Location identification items
◆ ◆ ◆ ◆
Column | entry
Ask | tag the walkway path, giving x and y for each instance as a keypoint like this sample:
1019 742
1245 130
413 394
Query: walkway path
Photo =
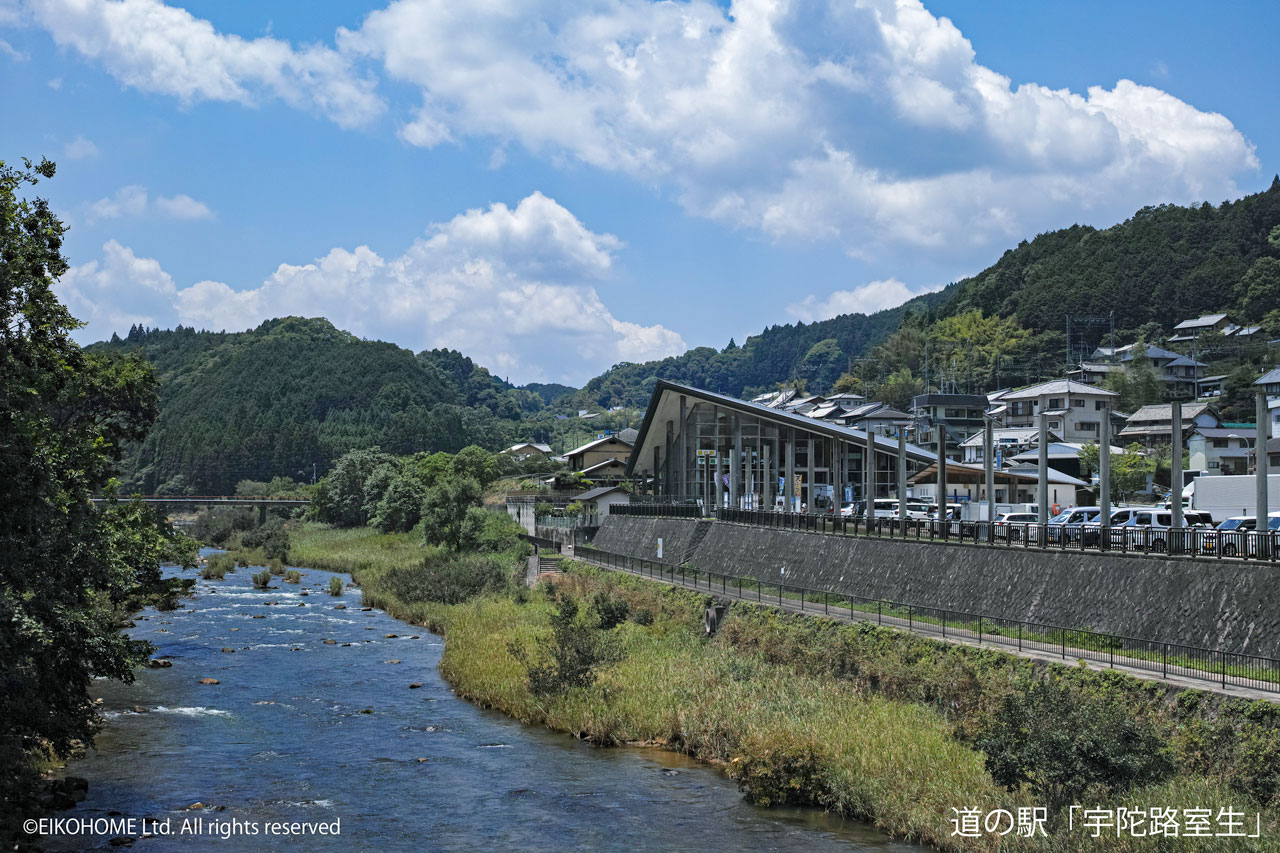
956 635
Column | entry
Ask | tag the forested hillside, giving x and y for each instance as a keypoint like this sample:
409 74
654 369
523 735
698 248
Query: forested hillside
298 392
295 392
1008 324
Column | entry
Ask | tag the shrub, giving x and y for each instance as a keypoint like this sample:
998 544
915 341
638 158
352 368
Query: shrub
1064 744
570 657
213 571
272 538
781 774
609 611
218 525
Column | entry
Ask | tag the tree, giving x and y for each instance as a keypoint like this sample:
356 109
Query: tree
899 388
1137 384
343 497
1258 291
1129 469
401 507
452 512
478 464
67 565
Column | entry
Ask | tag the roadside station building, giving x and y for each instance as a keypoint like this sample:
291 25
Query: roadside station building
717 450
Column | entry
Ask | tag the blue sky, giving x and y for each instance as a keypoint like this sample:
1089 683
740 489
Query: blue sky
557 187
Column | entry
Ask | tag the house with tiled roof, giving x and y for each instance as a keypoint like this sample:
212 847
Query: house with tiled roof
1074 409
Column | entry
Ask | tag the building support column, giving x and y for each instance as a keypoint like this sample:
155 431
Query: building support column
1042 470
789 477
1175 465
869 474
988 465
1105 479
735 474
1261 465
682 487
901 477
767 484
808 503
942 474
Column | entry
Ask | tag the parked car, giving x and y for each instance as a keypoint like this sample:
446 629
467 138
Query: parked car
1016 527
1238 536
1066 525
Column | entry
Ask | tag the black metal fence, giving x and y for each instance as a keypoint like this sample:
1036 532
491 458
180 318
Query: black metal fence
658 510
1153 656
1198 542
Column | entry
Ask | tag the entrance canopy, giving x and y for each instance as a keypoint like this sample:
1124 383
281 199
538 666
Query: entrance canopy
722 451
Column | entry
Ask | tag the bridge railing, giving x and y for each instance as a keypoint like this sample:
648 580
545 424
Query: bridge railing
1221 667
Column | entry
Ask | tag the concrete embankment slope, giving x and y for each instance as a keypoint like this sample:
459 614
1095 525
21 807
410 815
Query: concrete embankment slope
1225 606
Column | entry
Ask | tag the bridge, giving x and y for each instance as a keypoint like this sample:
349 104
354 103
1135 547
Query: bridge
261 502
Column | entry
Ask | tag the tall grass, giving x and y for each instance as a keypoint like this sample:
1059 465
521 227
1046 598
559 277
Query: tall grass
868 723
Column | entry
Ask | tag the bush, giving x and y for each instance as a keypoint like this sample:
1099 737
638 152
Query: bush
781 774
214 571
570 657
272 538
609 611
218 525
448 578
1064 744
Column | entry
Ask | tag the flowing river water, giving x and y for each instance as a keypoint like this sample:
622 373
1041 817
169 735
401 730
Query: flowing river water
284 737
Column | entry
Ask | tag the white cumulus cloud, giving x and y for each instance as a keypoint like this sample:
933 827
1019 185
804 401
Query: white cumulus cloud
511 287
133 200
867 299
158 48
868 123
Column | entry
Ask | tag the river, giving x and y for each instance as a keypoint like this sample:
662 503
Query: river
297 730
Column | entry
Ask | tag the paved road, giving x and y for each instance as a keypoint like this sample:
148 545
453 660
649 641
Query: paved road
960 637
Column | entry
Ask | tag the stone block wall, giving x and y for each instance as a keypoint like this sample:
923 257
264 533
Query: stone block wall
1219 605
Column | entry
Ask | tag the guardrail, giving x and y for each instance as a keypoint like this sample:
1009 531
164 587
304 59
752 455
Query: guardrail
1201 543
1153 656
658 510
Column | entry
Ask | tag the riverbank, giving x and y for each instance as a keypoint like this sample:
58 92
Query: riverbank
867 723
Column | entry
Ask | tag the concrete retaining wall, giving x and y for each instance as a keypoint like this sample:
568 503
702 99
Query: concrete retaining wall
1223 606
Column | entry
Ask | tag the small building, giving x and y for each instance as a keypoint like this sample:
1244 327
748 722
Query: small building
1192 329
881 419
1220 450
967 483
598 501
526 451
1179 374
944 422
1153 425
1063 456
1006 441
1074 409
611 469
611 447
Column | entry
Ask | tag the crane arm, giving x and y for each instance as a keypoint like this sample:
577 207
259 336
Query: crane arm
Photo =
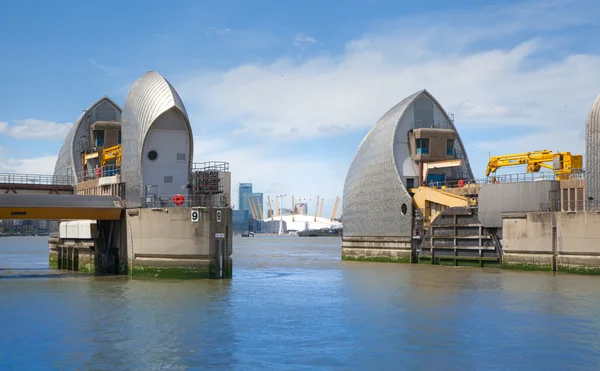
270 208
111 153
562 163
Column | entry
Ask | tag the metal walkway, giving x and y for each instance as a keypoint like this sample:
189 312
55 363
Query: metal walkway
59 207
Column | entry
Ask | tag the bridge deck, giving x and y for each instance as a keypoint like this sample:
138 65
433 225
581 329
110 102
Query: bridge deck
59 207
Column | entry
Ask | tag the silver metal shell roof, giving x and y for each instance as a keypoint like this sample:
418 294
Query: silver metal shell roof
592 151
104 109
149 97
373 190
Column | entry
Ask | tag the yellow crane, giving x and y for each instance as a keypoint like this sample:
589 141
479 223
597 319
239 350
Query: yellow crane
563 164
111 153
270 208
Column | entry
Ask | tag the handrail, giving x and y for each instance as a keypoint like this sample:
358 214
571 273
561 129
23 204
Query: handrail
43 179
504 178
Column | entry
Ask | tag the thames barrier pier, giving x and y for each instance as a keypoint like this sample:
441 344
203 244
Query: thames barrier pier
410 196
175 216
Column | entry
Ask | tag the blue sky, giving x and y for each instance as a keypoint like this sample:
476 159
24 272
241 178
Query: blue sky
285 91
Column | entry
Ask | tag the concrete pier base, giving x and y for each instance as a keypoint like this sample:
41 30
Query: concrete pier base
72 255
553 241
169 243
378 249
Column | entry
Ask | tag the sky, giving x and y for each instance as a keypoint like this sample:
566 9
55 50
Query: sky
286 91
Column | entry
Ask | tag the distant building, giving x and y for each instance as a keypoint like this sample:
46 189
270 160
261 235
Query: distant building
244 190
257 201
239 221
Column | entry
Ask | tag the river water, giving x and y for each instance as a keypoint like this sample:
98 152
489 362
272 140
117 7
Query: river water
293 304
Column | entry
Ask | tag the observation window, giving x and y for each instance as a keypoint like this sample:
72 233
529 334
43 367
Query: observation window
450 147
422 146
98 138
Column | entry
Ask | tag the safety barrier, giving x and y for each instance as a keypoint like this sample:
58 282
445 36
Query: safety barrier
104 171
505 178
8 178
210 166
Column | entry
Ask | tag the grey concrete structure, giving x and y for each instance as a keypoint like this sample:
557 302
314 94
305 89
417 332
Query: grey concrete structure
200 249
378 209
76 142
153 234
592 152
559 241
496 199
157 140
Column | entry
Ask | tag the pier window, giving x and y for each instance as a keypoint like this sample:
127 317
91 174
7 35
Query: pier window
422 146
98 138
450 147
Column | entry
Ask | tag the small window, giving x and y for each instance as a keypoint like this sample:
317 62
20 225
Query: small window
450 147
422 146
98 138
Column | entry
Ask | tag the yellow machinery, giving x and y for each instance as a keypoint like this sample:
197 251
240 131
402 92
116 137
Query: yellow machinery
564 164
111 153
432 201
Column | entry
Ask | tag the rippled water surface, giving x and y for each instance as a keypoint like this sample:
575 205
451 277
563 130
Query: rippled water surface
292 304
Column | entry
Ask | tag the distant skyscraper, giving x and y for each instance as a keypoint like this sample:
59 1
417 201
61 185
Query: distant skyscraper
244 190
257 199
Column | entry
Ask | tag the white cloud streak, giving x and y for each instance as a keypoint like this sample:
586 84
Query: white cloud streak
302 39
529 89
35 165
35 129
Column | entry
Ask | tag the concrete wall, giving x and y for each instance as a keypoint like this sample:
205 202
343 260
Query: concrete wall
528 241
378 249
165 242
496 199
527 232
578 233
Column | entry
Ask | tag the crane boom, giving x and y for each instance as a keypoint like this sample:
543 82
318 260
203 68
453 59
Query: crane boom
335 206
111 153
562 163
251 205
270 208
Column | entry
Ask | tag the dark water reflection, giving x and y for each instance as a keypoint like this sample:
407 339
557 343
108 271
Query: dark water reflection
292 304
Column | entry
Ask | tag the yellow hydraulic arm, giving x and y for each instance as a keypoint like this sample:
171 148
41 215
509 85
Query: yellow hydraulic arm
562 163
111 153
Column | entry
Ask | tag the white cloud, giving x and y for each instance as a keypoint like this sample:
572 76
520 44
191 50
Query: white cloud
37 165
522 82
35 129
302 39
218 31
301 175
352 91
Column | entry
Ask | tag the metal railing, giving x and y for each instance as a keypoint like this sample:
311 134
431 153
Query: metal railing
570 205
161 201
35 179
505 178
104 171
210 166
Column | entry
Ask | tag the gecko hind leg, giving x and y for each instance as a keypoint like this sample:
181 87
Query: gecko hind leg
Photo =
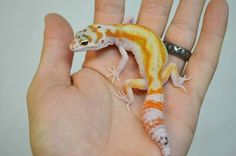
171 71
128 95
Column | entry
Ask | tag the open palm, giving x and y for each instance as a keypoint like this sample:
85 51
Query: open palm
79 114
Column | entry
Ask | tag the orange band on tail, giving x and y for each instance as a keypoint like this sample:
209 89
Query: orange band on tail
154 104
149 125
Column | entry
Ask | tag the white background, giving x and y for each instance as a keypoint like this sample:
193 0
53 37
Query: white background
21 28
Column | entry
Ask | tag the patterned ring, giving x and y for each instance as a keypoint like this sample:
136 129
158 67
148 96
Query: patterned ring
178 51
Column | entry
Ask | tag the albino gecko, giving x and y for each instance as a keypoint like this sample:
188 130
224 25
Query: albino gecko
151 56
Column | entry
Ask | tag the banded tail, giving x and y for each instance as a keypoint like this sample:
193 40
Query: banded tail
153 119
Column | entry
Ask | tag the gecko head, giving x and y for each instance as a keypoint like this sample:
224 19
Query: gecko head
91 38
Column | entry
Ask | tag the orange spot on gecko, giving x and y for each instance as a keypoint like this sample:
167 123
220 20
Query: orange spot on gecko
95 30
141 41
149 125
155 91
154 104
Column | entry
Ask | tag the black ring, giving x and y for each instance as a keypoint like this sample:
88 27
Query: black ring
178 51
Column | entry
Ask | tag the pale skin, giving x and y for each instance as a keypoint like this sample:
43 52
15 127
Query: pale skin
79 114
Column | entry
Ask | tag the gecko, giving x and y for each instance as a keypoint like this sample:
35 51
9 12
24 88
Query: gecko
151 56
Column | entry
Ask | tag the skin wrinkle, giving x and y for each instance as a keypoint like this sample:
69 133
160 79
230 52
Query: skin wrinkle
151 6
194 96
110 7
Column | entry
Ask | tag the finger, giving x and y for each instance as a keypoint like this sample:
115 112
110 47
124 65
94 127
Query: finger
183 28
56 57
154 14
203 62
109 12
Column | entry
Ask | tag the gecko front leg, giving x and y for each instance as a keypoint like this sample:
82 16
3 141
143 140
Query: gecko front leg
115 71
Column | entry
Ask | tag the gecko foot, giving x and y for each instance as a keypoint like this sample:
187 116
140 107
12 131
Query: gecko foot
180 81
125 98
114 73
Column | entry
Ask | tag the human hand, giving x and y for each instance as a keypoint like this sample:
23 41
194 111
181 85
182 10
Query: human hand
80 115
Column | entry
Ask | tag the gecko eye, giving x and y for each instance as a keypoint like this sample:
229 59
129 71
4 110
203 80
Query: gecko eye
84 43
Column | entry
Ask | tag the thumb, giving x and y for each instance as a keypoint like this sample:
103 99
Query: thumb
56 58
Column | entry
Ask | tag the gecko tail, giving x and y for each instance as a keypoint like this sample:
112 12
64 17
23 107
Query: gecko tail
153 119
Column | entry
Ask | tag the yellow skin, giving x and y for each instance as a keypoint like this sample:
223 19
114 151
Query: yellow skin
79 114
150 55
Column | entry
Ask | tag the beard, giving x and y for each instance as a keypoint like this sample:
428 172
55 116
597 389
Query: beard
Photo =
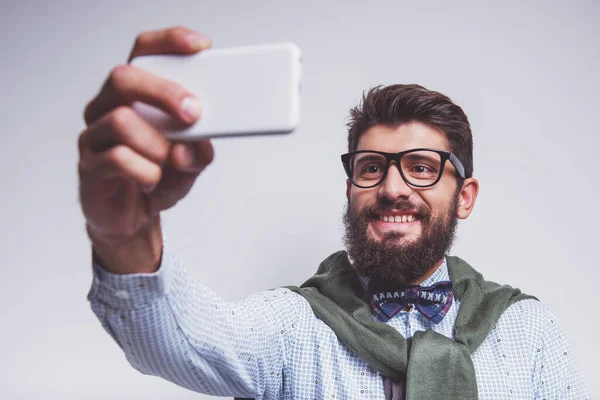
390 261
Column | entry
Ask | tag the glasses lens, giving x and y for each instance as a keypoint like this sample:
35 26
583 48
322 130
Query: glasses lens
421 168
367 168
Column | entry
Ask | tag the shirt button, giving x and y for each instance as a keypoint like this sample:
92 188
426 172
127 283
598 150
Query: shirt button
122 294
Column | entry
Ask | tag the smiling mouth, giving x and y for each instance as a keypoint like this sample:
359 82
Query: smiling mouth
◆ ◆ ◆ ◆
• _Task requirements_: Report how many lines of the records contain the string "albino", treating uppercase and lowercase as different. Give only the number.

• _Task response_: 2